And it does need to be this lady's decision on whether it's time to let Toby go or not. And that was what was so hard for me because I feel like she is looking to me for council/advice on that and I can't do that. What if later she regrets letting him go and then she puts it on me that I'm the one that encouraged her to do this? I won't put myself in that position. I have let her know that I understand her situation and can and will support her with whatever decision she makes. I won't think less of her regardless of her decision. Truthfully, she had made her decision and as hard as it was, she had come to grips with it. And then she was talked out of it. And I think she was hoping I would have been the strong one to let the vet know it's time. But it has to be her to do that. I just can't believe that I'm seeing things so differently then I ever have. If it were me in her position, I would be able to handle the situation (I think) and there would be no question that I would do whatever I could so there would never EVER be any doubt in my mind that I made the right decision. But she is not me. What is right for me may not be right for her. I really like black & white. Why can't life be black & white?


----------



## edelweiss (Apr 23, 2010)

It is so difficult to be objective when our emotions are wrapped up in the decision Crystal. Even as a friend things may seem "different" and really, they are. As I have grown older my decisions about many things have changed. . . I am not sure if that is positive or negative but it is what it is. I truly hope it is because I have "matured" but maybe we lose some of our optimism as we experience real life, I don't know. 
I can't tell you not to care, or to try---that would be denying who you are---God created you that way and I encourage it, but the decision is her's and it is only your place to support her in whatever she decides. You are right in not making it for her. She must, in the end, stand for what she believes is correct. It is our privilege to stand w/another and we often pay a price in that standing!


----------



## LamborghiniGirl (Apr 16, 2009)

_RECORDS PROVIDED_.
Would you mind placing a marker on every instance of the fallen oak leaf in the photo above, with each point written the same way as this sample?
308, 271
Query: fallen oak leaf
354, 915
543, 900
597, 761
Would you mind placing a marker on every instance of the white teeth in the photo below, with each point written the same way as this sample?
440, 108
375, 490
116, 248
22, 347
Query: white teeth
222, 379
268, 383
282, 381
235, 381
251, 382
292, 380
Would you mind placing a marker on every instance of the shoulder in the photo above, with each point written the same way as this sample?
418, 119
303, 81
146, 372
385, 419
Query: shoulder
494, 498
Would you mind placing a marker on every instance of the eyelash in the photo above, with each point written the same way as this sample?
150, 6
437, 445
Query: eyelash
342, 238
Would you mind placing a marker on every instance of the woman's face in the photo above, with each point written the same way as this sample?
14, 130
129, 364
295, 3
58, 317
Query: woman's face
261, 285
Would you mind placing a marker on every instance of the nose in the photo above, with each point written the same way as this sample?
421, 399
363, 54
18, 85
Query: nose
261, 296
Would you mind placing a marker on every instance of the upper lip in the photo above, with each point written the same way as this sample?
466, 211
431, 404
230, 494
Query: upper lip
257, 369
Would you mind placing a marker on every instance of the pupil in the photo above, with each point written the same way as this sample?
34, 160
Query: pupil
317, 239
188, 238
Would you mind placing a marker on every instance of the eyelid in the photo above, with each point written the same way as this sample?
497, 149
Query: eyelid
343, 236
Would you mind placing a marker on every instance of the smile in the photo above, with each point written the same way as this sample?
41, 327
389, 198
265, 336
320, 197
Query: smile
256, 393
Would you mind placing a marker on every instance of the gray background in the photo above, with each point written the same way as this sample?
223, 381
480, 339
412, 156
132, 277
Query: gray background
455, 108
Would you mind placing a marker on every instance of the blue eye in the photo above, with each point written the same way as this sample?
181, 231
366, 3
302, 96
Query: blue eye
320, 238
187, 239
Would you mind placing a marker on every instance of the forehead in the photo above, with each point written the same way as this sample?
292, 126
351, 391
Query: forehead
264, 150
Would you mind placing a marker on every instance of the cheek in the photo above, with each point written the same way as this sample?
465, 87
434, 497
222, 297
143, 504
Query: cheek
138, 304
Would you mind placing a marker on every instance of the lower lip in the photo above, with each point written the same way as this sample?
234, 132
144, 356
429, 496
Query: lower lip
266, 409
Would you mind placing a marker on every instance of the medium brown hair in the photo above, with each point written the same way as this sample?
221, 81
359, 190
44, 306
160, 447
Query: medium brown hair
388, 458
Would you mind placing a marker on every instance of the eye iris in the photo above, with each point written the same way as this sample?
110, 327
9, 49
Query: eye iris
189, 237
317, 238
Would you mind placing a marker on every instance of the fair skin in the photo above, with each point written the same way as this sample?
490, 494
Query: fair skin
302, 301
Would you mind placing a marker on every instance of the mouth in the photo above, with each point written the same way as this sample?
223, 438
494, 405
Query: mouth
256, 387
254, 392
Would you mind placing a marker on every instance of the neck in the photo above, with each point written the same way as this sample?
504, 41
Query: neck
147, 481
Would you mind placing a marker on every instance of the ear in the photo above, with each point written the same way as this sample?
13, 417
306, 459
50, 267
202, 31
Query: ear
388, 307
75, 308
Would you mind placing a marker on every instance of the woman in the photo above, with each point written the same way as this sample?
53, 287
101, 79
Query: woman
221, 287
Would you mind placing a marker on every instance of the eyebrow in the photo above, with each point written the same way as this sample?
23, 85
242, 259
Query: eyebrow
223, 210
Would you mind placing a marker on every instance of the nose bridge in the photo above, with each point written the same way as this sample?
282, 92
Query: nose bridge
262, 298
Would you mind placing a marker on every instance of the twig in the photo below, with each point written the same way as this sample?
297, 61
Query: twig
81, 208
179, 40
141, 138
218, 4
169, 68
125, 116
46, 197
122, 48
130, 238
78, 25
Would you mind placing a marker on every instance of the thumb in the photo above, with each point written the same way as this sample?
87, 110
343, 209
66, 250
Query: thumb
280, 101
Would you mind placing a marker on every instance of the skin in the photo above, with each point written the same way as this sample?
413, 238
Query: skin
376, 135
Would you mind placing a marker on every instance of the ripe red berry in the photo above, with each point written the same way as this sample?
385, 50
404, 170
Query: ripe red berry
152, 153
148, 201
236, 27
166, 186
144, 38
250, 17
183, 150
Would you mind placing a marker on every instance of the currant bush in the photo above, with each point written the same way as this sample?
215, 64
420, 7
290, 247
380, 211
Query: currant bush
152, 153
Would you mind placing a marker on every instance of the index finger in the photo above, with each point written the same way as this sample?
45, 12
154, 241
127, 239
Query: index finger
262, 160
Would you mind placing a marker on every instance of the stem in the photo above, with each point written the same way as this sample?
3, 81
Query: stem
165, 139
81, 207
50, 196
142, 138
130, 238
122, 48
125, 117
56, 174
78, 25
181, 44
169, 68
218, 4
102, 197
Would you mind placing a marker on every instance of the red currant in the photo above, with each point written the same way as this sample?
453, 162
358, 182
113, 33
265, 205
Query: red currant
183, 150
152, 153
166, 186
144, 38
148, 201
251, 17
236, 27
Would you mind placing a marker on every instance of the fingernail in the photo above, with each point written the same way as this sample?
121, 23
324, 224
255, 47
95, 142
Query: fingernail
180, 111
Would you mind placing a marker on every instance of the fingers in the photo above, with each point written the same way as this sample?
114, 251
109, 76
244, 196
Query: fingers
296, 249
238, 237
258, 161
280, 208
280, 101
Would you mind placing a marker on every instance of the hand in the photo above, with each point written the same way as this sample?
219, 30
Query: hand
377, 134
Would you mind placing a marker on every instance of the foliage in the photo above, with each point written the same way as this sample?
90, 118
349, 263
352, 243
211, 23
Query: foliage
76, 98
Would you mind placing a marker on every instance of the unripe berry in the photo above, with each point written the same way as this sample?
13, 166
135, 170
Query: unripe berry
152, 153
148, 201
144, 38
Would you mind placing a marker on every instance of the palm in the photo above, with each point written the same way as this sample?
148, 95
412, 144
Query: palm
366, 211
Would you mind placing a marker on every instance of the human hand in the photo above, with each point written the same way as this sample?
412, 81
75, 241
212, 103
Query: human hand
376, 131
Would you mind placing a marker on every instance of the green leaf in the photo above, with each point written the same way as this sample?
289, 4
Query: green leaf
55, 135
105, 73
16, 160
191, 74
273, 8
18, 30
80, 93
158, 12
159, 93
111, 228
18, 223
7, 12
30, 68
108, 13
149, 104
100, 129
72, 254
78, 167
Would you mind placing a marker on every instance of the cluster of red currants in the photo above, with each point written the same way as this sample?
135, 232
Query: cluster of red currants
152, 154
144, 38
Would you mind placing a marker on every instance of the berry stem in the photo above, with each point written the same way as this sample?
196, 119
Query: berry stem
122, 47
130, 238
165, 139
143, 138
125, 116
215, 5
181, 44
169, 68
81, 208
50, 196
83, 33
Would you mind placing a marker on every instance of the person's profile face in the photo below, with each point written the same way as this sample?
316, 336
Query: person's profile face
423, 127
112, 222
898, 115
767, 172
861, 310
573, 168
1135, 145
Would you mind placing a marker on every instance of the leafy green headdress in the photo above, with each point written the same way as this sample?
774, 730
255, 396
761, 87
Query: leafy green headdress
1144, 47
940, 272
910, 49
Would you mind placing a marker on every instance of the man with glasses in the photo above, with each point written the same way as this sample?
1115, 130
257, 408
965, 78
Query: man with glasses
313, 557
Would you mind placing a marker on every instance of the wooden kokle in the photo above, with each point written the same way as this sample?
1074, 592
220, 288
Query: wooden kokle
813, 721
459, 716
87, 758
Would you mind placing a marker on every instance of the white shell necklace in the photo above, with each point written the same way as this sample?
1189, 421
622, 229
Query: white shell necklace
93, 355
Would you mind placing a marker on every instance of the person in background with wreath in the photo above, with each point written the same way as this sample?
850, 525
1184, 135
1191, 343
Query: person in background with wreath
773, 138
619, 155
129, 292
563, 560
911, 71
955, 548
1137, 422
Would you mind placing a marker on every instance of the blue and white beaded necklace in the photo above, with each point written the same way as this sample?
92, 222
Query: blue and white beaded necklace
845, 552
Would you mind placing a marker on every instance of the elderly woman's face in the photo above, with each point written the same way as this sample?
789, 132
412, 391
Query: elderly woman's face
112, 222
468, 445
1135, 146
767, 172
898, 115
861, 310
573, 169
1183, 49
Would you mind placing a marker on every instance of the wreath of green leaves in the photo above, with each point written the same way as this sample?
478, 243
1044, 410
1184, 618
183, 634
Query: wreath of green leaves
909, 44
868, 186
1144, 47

_PROBLEM A_. In the forum thread, what is the name of the pet whose future is being decided?
_PROBLEM B_. Repeat the part of the forum thread between "## edelweiss (Apr" and "in that standing!", inclusive.

_ANSWER SPACE A_. Toby

_ANSWER SPACE B_.
## edelweiss (Apr 23, 2010)

It is so difficult to be objective when our emotions are wrapped up in the decision Crystal. Even as a friend things may seem "different" and really, they are. As I have grown older my decisions about many things have changed. . . I am not sure if that is positive or negative but it is what it is. I truly hope it is because I have "matured" but maybe we lose some of our optimism as we experience real life, I don't know. 
I can't tell you not to care, or to try---that would be denying who you are---God created you that way and I encourage it, but the decision is her's and it is only your place to support her in whatever she decides. You are right in not making it for her. She must, in the end, stand for what she believes is correct. It is our privilege to stand w/another and we often pay a price in that standing!